→ **PROBLEM REQUIREMENTS**: All records below must be retyped exactly.

→ **Excerpt from a dataset**:
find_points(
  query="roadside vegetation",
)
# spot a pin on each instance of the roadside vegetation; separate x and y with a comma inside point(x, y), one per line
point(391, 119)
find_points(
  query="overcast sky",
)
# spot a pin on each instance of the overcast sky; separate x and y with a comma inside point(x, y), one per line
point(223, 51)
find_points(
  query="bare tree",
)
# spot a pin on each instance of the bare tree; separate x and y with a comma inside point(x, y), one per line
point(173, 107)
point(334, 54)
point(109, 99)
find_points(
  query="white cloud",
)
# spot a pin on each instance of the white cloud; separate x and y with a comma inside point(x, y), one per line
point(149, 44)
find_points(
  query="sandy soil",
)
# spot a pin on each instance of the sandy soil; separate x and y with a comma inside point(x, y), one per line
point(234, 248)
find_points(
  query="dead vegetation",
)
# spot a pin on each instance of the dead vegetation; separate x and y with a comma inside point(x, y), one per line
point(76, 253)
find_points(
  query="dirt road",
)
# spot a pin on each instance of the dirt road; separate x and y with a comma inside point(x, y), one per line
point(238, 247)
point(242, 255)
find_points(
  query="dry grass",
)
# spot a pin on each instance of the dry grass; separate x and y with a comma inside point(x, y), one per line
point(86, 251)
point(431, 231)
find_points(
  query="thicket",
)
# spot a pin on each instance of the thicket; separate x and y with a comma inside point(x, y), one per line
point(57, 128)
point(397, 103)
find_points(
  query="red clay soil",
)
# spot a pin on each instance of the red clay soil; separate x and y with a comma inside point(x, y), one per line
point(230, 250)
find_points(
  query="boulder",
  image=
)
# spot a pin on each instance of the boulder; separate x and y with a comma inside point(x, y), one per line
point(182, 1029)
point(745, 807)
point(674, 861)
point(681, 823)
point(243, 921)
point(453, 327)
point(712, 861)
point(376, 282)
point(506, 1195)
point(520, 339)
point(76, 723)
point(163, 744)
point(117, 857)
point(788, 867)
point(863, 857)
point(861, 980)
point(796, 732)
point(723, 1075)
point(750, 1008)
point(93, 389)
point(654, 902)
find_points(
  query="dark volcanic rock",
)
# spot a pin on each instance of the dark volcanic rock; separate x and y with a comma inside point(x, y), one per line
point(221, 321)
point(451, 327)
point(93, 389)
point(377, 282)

→ **SOLUTION TO THE EXERCISE**:
find_points(
  query="roadside vegetation",
)
# spot a pin on each instance of the roadside vegetation; separate x and y with a comma inside point(x, y), one per line
point(391, 119)
find_points(
  query="overcast sky",
)
# spot a pin on each instance of the overcast sky; separate x and y with a comma inside point(x, y), one per line
point(223, 51)
find_points(
  query="bare tree",
)
# spot a pin on each instance of the bare tree; separate x and y with a comma inside point(x, y), one per line
point(173, 107)
point(334, 54)
point(109, 99)
find_points(
  query="white cloud",
)
# spot a pin on each instance of the white cloud; separate x and y with a comma inside point(x, y), one per line
point(149, 44)
find_points(
  query="sandy soil",
)
# spot a pin on each instance of the sandy soil; separate x and y with a comma inside point(x, y), one per line
point(234, 248)
find_points(
  query="dead vegetation",
)
# spot a pin on each instance of the dead vegetation; separate x and y with a comma inside point(x, y), one per line
point(76, 253)
find_points(
  query="dirt road",
)
# spot a pin on each instance of the dirt road; separate x and y with a comma inside point(x, y), one per line
point(238, 247)
point(242, 255)
find_points(
  query="dry grass",
)
# spot a pin on each instance of the dry grass; separate x and y with a comma inside point(x, y), one per line
point(86, 251)
point(431, 231)
find_points(
  query="thicket",
)
# spot a pin on each instance of the thicket; separate x and y with a comma inside point(x, y), one per line
point(57, 128)
point(397, 103)
find_points(
  query="red clay soil",
)
# spot a pin on each instance of the red clay soil; separate x and y with a comma inside point(x, y), one per line
point(230, 250)
find_points(
  query="boulder",
  image=
)
# spot a pin on each instance of the boulder; separate x and y with a comma inside point(x, y), one per line
point(182, 1029)
point(745, 807)
point(674, 861)
point(681, 823)
point(243, 921)
point(453, 327)
point(712, 861)
point(376, 282)
point(506, 1195)
point(520, 339)
point(76, 723)
point(163, 744)
point(117, 857)
point(788, 867)
point(863, 857)
point(861, 980)
point(796, 732)
point(723, 1075)
point(750, 1008)
point(93, 389)
point(654, 902)
find_points(
  query="dark volcanic rock",
)
# spot a pin on each instance of the dark volcanic rock; separate x and y with a comma inside point(x, y), one per line
point(221, 321)
point(451, 327)
point(93, 389)
point(377, 282)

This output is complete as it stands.